• Short exercise 1
Summarize the passage on the financial crisis in two sentences.

• Selected excerpt
╭──

I'm also not too worried about the Monday morning quarterbacking on the financial crisis. Obviously if anyone saw it coming, they'd be on easy street right now. And no, I'm not going to go on for pages and pages arguing about it (not worth my time). The whole thing was pretty ridiculous to me with Paulson screaming like Henny Penny for days on TV and then of course Rahm Emanuel with his "never let a crisis go to waste"....yawn. And in the end, what really happened? A lot of people had paper losses that are mostly gone right now. For all the "sky is falling" claims of people, the total amount of foreclosures on a national basis was a little over 2%. So in other words, almost 98% weren't foreclosed on (however people always like to focus on the negative and when they point to foreclosures they talk about Arizona and parts of Nevada, Las Vegas in particular...the areas hit the worst). Where I live, CA, foreclosures were 4.5% (that's it). Of course you'll hear people scream about the "trillions" of dollars of foreclosures and that sounds very impressive. Until you realize in 2009, that trillions of dollars equated to 2.21% of homes. Yeah, that's it. Do you ever hear anyone talk about the amount of money that equate to the homes that didn't go into foreclosure...NOPE. And that amount is almost 49 times those "trillions" in foreclosure.

One of my favorite speakers on this topic is Logan Mohtashami who periodically speaks on CNBC. His comment regarding the next recession is as follows....

"-This cycle we have the cleanest loan profile in decades
-1/3 has been bought with cash (so 2/3 financed by banks)

╰──

• Short exercise 2
Pick out each line of the records that contains the word "kindly", and copy those lines. Case counts.

• Dataset rows

╭──

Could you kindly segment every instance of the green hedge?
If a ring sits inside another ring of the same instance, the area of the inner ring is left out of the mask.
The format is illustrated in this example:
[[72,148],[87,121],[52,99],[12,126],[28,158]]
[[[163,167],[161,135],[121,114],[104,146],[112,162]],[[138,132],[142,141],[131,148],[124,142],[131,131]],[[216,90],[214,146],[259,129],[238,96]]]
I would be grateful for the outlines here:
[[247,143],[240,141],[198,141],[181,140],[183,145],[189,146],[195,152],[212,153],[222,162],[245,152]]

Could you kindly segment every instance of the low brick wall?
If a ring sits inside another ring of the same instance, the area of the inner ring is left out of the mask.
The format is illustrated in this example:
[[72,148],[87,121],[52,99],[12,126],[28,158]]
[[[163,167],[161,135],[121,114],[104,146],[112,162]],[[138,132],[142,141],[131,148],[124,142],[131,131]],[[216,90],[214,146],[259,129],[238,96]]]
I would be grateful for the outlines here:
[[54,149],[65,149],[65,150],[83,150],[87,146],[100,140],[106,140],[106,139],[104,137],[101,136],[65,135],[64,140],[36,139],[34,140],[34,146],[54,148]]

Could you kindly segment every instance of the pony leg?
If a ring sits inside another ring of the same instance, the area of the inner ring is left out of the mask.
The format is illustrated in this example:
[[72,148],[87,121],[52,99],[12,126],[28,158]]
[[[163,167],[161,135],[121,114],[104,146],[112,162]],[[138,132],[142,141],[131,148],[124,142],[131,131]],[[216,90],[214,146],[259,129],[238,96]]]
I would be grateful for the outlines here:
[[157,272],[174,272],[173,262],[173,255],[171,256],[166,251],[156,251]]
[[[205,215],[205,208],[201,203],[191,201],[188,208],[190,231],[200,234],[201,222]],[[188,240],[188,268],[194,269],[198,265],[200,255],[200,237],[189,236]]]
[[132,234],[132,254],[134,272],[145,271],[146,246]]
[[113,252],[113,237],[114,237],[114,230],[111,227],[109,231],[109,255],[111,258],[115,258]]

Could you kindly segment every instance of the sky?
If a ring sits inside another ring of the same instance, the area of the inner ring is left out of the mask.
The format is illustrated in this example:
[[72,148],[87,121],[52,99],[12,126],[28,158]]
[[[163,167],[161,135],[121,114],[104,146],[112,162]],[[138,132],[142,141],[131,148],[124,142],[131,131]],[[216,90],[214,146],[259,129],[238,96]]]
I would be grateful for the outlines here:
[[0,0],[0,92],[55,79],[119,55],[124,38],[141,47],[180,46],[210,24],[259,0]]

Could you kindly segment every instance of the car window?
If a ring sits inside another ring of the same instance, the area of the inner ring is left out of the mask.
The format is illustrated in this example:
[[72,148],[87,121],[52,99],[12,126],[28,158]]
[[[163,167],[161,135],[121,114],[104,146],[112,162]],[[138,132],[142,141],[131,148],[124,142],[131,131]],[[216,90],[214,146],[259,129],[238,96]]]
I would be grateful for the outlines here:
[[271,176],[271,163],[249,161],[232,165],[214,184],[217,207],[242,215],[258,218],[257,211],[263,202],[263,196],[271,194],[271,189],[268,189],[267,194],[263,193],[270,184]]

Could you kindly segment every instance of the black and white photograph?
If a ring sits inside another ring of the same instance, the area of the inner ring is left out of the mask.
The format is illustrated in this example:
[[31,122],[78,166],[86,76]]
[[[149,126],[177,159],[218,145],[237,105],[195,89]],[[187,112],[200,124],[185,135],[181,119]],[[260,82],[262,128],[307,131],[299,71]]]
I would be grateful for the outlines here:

╰──

• Full response 1
The writer calls the alarm over the financial crisis ridiculous, saying the paper losses many people suffered are mostly gone and that national foreclosures were only a little over 2%, so almost 98% of homes weren't foreclosed on. In California, where the writer lives, foreclosures were 4.5%, and the "trillions" of dollars in foreclosures in 2009 equated to 2.21% of homes.

• Full response 2
Could you kindly segment every instance of the green hedge?
Could you kindly segment every instance of the low brick wall?
Could you kindly segment every instance of the pony leg?
Could you kindly segment every instance of the sky?
Could you kindly segment every instance of the car window?
Could you kindly segment every instance of the black and white photograph?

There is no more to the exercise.